◆ **To do**
**a.** In the text on surface visualization, what do Digital Elevation Models list?
**b.** Continue the text on surface visualization methods from the point where it ends.

◆ **Text segment**

+++

Wire frames and other forms of visualization.
In addition to the classic contour lines, many
other ways of representing or visualizing a surface can now be
done easily. Wire
frame diagrams attempt to give a realistic rendering of the surface
from a defined oblique perspective. Shaded relief maps typically
provide a birds view perspective of a obliquely illuminated surface
with a color scheme that reflects z values. Finally, animations
known as fly-through are also popular. Some examples are given
below.
- One example of utility of transect (wire
frame) models - Justin
Covey's thesis - check out the transects.
- DEMs and shaded
relief maps. Digital Elevation Models are computer files
that list elevation values for a spatial grid with a given spacing.
These are becoming more and more common. Surfer can produce shaded
relief maps from a gridded surface. It can also work with shaded
relief images. DEMs for Nebraska 7.4 minute USGS topographic
quads are available from the Department
of Natural Resources, both with a 30 m and 10 m grid spacing.

+++

◆ **Information shown**

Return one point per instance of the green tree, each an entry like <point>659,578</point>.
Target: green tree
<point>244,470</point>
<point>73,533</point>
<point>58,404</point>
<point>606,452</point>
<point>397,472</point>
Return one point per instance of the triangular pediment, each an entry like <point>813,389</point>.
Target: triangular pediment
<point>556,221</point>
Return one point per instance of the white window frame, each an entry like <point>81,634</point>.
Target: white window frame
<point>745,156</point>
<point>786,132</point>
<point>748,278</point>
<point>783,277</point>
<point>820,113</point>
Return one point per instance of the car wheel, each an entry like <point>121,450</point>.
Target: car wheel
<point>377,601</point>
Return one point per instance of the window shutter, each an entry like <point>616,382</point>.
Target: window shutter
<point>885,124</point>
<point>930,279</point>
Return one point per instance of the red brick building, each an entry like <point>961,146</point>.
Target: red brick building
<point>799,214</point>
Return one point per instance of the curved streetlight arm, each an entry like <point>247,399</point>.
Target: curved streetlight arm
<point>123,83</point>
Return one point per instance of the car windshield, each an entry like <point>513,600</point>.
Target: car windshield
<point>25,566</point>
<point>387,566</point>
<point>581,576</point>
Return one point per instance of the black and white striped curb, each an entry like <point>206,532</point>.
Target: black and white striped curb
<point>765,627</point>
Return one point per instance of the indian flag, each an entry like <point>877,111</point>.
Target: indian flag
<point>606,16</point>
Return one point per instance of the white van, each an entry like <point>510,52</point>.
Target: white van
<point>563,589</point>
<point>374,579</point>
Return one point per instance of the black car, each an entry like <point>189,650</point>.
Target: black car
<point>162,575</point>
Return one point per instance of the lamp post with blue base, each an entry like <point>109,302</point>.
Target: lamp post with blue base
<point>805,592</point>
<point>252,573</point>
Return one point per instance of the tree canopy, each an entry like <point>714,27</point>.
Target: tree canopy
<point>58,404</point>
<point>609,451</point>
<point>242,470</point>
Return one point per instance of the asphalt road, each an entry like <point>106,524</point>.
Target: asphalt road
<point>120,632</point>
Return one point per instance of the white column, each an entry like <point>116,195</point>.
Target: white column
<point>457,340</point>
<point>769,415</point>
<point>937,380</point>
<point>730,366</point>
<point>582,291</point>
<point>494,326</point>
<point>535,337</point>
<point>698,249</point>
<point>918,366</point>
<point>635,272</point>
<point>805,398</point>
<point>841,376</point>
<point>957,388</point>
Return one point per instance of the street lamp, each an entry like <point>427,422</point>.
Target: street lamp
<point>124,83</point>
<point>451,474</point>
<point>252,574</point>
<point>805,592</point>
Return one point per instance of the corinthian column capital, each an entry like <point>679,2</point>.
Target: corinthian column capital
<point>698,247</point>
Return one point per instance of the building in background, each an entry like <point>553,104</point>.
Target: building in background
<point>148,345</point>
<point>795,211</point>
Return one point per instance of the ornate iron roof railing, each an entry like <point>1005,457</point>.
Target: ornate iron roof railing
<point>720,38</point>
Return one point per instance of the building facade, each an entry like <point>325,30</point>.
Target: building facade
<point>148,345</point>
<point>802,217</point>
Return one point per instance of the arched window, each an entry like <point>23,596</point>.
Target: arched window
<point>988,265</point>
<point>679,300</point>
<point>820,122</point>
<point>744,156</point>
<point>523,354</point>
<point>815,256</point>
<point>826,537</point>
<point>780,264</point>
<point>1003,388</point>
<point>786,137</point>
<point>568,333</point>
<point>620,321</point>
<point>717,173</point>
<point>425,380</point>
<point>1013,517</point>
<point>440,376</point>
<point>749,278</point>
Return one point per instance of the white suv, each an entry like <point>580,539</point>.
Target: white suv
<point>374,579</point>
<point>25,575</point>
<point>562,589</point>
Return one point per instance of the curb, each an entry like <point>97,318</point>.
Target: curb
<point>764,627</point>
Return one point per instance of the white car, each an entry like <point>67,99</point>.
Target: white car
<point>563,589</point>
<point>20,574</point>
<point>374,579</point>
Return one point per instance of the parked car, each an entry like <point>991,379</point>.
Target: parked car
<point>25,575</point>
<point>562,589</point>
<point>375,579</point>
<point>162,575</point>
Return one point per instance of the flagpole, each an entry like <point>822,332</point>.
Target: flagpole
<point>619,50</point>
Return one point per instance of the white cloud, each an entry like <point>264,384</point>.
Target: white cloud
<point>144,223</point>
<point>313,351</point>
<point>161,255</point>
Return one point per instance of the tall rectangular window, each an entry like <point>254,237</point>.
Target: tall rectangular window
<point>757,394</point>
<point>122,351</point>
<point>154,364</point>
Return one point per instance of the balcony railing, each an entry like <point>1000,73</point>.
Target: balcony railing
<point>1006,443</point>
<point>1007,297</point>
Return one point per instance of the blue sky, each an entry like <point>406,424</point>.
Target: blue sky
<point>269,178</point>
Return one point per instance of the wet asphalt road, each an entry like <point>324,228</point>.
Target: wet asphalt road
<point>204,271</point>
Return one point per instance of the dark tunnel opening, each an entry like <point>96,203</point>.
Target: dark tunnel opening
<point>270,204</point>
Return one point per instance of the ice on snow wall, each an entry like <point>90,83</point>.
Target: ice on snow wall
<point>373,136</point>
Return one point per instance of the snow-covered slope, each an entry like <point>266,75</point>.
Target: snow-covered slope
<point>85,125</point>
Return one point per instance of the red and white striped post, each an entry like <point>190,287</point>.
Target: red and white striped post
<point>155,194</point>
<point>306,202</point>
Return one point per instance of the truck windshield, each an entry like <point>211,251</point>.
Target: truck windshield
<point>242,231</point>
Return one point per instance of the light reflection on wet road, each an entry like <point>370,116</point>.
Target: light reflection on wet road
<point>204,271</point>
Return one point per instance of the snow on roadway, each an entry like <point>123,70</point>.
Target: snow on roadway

+++

◆ **Responses by task**
**a.** Elevation values for a spatial grid with a given spacing.

**b.**
- fly-through animations (some
examples). This is really good techno-geek stuff, and beyond
the scope of this course.
Contouring software.
Software platforms:
Surfer is a commercial software program that works very
well for modeling surfaces. Its major draw back is the cost,
but we are fortunate to have access to it. This is the program
we will use.
Surface 3. This is
contouring software for the Mac available from the Kansas Geological
Survey, which can be used. It also has some nice online description
of how the program works, discussing different gridding options
and some of the theory. However, it has not been supported with
time and works less and less well (or not at all ) with OS 10
versions.
Other software platforms exist out there.
Exercise 5: Producing contour maps of geoscience data.
Data sets to play and learn with.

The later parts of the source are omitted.